*PROBLEM STATEMENT*
A complete response lists each line of the data below that includes the word "floral".

+-------+

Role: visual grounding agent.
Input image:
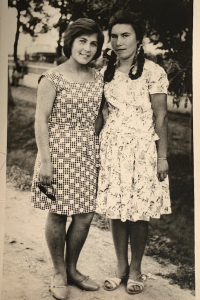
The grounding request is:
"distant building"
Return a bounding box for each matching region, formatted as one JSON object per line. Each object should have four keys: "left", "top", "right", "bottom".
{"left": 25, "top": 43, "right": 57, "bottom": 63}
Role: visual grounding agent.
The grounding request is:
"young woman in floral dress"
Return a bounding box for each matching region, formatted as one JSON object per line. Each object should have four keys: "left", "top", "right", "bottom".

+-------+

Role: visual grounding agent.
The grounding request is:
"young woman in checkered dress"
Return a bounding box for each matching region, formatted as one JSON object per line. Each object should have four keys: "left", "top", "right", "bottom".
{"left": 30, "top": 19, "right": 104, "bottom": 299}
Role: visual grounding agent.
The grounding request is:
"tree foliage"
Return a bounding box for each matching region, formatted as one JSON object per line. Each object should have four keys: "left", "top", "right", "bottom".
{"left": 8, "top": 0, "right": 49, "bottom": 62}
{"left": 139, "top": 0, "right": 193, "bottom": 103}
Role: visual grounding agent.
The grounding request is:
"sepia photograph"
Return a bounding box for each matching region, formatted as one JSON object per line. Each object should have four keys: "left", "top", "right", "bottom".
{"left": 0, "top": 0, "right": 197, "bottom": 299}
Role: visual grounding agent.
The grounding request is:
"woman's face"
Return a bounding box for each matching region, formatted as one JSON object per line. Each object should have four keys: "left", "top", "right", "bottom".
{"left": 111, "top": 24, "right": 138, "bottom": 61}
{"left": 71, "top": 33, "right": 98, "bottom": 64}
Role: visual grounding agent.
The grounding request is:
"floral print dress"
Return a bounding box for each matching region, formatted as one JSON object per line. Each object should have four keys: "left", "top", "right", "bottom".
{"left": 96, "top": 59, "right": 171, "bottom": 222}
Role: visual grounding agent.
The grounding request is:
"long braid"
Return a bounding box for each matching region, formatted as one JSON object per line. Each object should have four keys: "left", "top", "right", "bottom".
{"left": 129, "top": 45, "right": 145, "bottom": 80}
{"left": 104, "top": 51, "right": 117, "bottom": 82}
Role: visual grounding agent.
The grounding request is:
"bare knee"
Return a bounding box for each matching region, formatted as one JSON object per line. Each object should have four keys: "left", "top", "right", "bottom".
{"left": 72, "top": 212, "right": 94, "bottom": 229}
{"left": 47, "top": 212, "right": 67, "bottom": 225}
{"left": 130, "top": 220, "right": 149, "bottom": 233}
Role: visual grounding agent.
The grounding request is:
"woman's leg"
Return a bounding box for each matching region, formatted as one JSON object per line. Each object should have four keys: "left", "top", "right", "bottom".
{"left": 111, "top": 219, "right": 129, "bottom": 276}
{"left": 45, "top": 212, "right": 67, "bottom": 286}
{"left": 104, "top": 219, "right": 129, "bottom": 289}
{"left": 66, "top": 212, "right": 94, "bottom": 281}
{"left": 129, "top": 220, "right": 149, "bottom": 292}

+-------+

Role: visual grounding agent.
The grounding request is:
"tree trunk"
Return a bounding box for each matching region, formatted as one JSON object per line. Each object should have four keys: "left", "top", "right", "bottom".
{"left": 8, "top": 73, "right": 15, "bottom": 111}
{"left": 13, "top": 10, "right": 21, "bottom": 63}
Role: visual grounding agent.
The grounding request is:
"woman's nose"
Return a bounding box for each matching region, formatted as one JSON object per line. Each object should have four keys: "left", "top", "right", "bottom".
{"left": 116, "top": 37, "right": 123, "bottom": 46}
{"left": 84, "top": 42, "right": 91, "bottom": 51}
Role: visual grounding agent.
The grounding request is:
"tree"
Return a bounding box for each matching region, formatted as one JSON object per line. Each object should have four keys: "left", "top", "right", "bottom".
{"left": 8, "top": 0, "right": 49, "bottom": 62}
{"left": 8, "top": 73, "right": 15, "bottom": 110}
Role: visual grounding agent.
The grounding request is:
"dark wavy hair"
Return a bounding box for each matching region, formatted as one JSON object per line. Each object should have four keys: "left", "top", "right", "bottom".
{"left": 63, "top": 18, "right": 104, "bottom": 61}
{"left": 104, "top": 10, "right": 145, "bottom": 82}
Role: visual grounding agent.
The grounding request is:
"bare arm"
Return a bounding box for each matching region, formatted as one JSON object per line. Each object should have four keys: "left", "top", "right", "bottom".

+-------+

*WRITTEN RESPONSE*
"young woman in floral dress"
"floral print dress"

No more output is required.